::: Raw data :::

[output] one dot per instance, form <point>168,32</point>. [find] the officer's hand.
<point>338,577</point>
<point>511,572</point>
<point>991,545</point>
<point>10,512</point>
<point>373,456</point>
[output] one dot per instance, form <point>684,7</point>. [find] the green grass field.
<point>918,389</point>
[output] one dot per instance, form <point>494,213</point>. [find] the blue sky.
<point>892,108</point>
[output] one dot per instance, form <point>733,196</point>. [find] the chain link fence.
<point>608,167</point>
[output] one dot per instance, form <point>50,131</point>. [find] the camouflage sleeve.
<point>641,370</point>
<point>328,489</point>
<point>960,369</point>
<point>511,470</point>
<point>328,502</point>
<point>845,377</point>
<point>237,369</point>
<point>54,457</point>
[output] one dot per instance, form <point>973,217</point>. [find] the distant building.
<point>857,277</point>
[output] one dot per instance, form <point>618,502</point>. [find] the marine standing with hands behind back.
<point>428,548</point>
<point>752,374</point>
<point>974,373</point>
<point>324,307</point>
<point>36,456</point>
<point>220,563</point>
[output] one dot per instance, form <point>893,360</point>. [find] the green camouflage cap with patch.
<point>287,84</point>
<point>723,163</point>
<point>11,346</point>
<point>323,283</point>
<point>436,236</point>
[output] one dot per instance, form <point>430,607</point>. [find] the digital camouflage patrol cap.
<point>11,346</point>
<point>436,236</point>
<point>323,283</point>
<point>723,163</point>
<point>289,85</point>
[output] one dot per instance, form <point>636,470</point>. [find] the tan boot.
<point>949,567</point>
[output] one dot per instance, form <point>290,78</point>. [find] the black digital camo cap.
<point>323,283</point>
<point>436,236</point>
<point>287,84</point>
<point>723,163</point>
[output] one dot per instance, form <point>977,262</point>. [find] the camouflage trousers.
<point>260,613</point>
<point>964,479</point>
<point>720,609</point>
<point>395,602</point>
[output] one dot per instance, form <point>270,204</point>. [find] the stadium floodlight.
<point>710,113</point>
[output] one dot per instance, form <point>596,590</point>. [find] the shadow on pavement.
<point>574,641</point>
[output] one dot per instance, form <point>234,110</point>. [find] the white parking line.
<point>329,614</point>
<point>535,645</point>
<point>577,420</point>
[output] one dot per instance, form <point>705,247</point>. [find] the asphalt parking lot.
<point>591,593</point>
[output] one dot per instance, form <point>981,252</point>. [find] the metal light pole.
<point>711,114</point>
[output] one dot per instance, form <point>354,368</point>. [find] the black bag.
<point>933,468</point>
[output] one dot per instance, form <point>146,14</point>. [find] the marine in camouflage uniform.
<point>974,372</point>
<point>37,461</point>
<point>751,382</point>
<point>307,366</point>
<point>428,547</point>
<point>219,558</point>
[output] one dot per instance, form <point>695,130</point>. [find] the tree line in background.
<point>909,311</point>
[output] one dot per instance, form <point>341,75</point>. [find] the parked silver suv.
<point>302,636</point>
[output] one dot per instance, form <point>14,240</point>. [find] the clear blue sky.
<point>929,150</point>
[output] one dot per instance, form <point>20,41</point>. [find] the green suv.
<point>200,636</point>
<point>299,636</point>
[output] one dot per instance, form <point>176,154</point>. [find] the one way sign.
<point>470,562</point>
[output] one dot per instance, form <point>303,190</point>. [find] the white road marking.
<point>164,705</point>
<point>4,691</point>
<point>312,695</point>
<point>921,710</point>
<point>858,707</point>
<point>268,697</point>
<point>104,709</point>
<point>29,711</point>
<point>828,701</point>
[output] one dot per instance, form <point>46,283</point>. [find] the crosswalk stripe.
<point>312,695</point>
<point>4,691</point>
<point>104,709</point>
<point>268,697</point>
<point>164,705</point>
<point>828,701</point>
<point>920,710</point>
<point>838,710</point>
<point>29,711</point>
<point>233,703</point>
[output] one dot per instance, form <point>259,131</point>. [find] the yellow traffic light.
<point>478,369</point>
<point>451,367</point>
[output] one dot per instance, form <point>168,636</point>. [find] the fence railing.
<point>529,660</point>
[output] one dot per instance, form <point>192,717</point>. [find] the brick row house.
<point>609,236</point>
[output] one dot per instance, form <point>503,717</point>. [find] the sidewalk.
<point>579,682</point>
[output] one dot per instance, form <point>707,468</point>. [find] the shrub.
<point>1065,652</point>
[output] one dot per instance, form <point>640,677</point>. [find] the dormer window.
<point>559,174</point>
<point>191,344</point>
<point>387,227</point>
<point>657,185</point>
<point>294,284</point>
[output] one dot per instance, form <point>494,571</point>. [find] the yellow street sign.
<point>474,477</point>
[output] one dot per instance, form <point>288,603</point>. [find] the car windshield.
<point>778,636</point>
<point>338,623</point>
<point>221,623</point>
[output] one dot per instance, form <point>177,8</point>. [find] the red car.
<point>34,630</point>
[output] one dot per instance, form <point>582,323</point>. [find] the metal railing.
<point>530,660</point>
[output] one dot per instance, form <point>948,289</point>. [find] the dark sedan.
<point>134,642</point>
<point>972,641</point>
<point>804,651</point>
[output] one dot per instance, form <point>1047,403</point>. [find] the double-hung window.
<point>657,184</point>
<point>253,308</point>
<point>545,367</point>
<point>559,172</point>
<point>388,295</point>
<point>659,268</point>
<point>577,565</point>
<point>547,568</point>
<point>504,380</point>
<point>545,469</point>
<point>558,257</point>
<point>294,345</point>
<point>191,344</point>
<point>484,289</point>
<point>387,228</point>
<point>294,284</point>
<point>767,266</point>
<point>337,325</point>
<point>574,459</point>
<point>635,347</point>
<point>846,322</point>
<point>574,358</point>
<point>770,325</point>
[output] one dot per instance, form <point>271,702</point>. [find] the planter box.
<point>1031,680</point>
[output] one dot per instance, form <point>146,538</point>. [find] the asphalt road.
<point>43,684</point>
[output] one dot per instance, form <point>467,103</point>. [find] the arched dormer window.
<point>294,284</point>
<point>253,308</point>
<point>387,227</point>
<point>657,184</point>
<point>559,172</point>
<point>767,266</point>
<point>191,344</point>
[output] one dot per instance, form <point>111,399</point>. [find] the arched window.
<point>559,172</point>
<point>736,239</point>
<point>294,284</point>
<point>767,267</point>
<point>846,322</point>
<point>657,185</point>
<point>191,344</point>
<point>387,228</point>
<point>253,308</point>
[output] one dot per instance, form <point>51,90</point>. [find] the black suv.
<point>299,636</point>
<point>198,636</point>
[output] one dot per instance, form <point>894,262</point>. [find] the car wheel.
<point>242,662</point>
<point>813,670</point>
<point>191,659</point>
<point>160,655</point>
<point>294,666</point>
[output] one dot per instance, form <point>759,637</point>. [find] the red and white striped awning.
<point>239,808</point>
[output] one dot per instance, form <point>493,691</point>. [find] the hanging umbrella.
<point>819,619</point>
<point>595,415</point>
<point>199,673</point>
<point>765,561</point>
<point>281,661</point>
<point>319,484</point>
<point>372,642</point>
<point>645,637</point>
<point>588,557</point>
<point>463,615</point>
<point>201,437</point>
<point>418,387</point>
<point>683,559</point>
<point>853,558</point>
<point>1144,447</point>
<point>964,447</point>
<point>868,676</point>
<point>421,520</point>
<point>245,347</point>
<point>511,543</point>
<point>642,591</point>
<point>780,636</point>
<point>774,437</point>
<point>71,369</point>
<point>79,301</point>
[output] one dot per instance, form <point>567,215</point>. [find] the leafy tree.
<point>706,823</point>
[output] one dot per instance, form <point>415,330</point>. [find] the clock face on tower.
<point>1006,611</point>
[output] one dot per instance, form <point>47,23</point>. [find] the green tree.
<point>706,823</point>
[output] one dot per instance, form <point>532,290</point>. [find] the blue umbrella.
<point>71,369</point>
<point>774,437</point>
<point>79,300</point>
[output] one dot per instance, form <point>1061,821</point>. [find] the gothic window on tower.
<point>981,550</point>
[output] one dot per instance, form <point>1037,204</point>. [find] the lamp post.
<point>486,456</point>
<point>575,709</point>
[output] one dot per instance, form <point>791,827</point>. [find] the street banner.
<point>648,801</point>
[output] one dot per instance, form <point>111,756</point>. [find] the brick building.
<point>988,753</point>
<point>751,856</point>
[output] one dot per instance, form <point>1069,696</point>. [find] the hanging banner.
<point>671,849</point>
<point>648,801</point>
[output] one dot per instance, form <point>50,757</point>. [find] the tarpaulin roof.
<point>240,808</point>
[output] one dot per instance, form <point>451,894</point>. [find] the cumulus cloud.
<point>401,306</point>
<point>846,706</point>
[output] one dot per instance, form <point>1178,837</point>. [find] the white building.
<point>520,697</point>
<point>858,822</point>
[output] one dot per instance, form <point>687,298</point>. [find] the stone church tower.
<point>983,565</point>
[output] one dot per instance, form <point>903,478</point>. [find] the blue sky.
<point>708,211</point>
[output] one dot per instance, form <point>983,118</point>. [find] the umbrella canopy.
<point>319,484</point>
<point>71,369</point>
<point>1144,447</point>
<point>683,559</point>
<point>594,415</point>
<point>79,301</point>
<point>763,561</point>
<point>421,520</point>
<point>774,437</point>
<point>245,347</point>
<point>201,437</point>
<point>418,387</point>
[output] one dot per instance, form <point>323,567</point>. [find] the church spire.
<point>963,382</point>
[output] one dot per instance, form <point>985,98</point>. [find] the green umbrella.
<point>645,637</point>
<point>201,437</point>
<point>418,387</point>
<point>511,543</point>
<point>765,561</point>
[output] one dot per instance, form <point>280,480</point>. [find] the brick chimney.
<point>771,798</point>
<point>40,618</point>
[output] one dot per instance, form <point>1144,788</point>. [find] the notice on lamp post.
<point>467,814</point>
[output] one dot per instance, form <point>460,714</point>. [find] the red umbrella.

:::

* Prompt
The answer is the line holding "[output] one dot per instance, form <point>985,98</point>." and all the lines after it through the end of the records, repeated exactly.

* Final answer
[output] one dot per instance, form <point>985,98</point>. [find] the green umbrella.
<point>645,637</point>
<point>201,437</point>
<point>418,387</point>
<point>511,543</point>
<point>765,561</point>
[output] one dot per instance, form <point>280,480</point>. [find] the brick chimney.
<point>771,798</point>
<point>40,618</point>
[output] one dot per instance, form <point>1144,788</point>. [find] the notice on lamp post.
<point>467,814</point>
[output] one dot per instance, form <point>460,714</point>. [find] the red umbrella.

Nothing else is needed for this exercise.